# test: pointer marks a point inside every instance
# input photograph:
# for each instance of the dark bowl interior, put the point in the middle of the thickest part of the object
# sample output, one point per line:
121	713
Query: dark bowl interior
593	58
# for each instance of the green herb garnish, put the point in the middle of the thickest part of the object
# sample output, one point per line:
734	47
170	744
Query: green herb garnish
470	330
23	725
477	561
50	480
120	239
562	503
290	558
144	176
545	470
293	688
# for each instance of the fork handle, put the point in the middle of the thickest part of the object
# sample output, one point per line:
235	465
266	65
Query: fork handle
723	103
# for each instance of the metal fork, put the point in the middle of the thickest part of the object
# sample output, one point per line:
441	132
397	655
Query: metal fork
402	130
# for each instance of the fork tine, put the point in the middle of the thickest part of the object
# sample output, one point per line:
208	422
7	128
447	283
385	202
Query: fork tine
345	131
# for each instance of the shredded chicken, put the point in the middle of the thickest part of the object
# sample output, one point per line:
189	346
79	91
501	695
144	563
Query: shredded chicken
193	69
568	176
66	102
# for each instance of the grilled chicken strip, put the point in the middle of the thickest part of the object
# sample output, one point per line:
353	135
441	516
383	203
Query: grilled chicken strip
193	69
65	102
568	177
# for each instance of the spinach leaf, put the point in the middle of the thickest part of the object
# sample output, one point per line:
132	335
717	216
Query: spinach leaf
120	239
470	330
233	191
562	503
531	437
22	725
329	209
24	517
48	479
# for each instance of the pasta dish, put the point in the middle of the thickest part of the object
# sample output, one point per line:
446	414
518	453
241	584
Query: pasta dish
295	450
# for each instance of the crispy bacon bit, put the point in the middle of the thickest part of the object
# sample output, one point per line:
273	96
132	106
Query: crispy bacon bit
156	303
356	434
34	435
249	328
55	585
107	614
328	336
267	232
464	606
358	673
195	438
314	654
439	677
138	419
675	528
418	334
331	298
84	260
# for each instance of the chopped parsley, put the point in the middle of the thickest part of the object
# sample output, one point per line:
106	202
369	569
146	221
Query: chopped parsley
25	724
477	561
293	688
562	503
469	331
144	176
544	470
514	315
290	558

┄┄┄┄┄┄

_Stated exercise:_
Retype all of the items above exactly, with no changes to any character.

_Exercise solution:_
# test: pointer marks a point inside every instance
# input photograph:
# for each instance of the dark bowl interior, put the point in the middle of the thickest part of the object
# sample output, one point per line:
121	713
Query: dark bowl interior
593	58
# for each instance of the green herb garnish, put the point in the middle of the thickest part of the object
# sample output, one point per line:
734	47
170	744
Query: green herb garnish
470	330
23	725
477	561
50	480
120	239
562	503
290	558
144	176
545	470
293	688
# for each instance of the fork handle, put the point in the middle of the thickest part of the object
# sample output, one point per line:
235	465
266	65
Query: fork handle
723	103
# for each instance of the metal fork, put the point in the middle of the thickest part of the object
# sample output, one point per line:
441	132
397	655
Query: metal fork
402	130
# for each instance of the fork tine, put the point in the middle of the thickest part of the object
# sample output, one point per line:
208	422
7	128
447	283
385	202
Query: fork tine
345	131
# for each instance of the shredded chicken, put the point in the middle of the thickest part of the object
# sample output, one point per line:
189	346
79	91
501	695
144	563
Query: shredded chicken
193	69
568	176
66	102
# for each instance of the grilled chicken strip, put the point in the middle of the thickest part of the object
# sample output, one point per line:
353	135
441	516
383	203
Query: grilled chicken strip
193	69
65	102
568	177
# for each instance of the spinach leaf, put the point in the middle of the thickest part of the object
# sample output, one point per line:
132	335
717	216
Query: spinach leaf
120	239
470	330
233	191
562	503
531	437
22	725
329	209
24	517
48	479
# for each instance of the pasta dish, put the point in the middle of the thickest part of the object
# sample output, one point per line:
446	414
518	453
241	584
Query: pasta dish
295	450
# for each instance of the crispy bacon bit, put the point in the middle of the thickest part of the object
# sample output, one point per line:
273	96
132	106
Query: crispy bacon bit
156	303
356	434
34	435
249	328
55	585
107	614
328	336
267	232
464	606
358	673
195	438
314	654
439	677
138	419
675	528
418	334
331	298
84	260
# for each instance of the chopped parsley, put the point in the middle of the thickest part of the object
# sample output, one point per line:
106	202
369	569
146	221
Query: chopped parsley
25	724
477	561
293	688
562	503
469	331
144	176
544	470
514	315
290	558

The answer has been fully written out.